• PAGINAFRAGMENT:
In 2014 bestond binnen de afdeling KNO geen duidelijke richtlijn over hoe om te gaan met patiënten met een diagnose als die van de cliënt. Wel was het binnen de afdeling KNO de gangbare werkwijze om dergelijke patiënten ofwel door te verwijzen naar een dermatoloog ofwel voor controle op te roepen. In het geval van de cliënt is mogelijk enigszins van deze werkwijze afgeweken, omdat aanvankelijk een afwachtend beleid is afgesproken. Dit betekent echter nog niet dat de KNO-arts destijds niet de zorg heeft betracht die van hem verwacht mocht worden. Hier komt bij dat als er al vraagtekens te plaatsen zouden zijn bij het in 2014 gekozen beleid, de KNO-arts in 2015 heeft geprobeerd de cliënt alsnog op te roepen.
Daarnaast valt niet te achterhalen of, als er in 2015 of in de jaren daarna aanvullende biopten waren genomen, uit onderzoek van die biopten wel een kwaadaardige afwijking zou zijn gekomen. Het feit dat de cliënt pas in 2019 aan de bel trok en zich bij de huisarts meldde doet ook vermoeden dat de moedervlek in de jaren daaraan voorafgaand niet wezenlijk was veranderd.

• TE DOEN:
1: Noem elk jaartal dat in het paginafragment over de KNO-zaak voorkomt.
2: Breid het paginafragment over het beleid van de KNO-arts uit met een vervolg dat na de laatste zin begint.

• GEGEVENS VOOR ANALYSE:

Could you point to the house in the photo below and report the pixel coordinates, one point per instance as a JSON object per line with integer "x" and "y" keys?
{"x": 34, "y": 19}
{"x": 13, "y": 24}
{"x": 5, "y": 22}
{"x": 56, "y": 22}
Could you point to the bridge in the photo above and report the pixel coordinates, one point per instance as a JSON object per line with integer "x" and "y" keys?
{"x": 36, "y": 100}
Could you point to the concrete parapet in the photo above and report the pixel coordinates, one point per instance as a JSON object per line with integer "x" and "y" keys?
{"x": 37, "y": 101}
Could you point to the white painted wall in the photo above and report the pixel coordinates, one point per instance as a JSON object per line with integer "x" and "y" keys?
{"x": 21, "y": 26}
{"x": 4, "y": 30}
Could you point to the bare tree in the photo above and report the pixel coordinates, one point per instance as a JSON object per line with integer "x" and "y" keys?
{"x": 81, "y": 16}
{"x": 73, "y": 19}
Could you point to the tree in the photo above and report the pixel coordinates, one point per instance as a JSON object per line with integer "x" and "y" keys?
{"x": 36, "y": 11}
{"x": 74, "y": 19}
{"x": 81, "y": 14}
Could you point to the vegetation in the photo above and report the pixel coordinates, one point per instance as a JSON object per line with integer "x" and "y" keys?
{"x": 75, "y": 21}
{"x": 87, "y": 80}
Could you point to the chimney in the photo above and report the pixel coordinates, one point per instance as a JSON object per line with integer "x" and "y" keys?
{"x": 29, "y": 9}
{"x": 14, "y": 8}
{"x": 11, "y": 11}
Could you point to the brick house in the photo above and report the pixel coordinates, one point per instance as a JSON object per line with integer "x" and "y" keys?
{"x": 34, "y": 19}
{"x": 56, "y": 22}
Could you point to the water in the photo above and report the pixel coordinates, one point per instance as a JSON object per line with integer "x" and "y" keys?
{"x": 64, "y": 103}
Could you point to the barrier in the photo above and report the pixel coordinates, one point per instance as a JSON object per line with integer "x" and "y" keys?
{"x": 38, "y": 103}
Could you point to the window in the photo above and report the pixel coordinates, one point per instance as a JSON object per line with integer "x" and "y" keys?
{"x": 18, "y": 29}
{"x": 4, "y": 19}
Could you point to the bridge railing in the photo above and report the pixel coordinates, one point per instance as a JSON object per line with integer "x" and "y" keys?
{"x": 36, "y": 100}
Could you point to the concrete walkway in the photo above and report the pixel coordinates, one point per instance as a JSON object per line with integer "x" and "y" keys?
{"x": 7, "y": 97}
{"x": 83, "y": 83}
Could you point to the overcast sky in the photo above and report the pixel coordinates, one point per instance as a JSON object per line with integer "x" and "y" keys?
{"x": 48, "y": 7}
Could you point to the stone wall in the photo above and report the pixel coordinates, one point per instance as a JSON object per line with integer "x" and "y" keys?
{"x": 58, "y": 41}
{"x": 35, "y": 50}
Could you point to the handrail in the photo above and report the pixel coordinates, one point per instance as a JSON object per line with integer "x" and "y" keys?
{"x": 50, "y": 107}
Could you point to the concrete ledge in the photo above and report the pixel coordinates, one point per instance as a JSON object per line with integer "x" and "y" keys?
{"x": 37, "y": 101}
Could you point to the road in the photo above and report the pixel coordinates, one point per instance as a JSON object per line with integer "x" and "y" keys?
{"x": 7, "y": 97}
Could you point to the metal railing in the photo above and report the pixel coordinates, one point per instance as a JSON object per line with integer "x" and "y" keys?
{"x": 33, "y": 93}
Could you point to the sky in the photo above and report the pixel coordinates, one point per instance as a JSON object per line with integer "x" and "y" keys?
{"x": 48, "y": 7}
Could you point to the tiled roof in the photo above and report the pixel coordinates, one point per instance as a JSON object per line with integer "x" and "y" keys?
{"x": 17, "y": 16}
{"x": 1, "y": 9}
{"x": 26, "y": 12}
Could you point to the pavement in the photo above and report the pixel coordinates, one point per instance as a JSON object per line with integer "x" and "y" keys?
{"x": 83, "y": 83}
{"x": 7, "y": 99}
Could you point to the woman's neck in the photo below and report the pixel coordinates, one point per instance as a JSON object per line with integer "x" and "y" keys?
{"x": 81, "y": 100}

• ANTWOORDEN:
1: 2014, 2015, 2019

2:
Indien in 2015 of in de jaren daarna wél een melanoom zou zijn gevonden, zou de ingreep die vervolgens zou zijn geadviseerd niet wezenlijk anders geweest zijn dan de ingreep die de cliënt in 2019 heeft ondergaan. Ook dan had een marge moeten worden genomen rond het melanoom. Omdat een oor hiervoor weinig ruimte biedt, zou dit onvermijdelijk ook eenzelfde mutilerende operatie zijn geweest.
De zorgaanbieder is niet aansprakelijk voor enige door de cliënt geleden schade, omdat geen sprake is van toerekenbaar tekortschieten. Een causaal verband tussen handelen (of nalaten) en de door de cliënt gestelde schade ontbreekt. De schade is bovendien onvoldoende onderbouwd of gespecificeerd.
Beoordeling van het geschil
De commissie heeft het volgende overwogen.
De commissie stelt voorop dat voor aansprakelijkheid van de zorgaanbieder vereist is dat voldoende aannemelijk is dat de zorgaanbieder tekort is geschoten in de uitvoering van de zorgovereenkomst. De aanwezigheid van een fout of nalaten is een vereiste voor aansprakelijkheid van de zorgaanbieder. De tekortkoming moet aan de zorgaanbieder kunnen worden verweten en cliënt dient daarvan nadeel te hebben ondervonden.
Naar het oordeel van de commissie heeft de KNO-arts in 2014 juist gehandeld door bij de constatering dat sprake was van afwijkend weefsel een biopt te laten nemen. Toen vervolgens uit dat biopt volgde dat de afwijking op dat moment niet maligne was, is afwachtend beleid geadviseerd en controle zo nodig, hetgeen de commissie juist voorkomt.
Vervolgens is in 2015 contact opgenomen met de cliënt waarbij deze heeft aangegeven dat hij het plekje niet wilde laten weghalen omdat er niets was veranderd. Dat staat de cliënt vrij.
Omdat de huisarts reeds op de hoogte was van de uitslag van het biopt dat in 2014 was genomen en ook het gegeven advies, was de KNO-arts niet langer in de lead om de cliënt te volgen.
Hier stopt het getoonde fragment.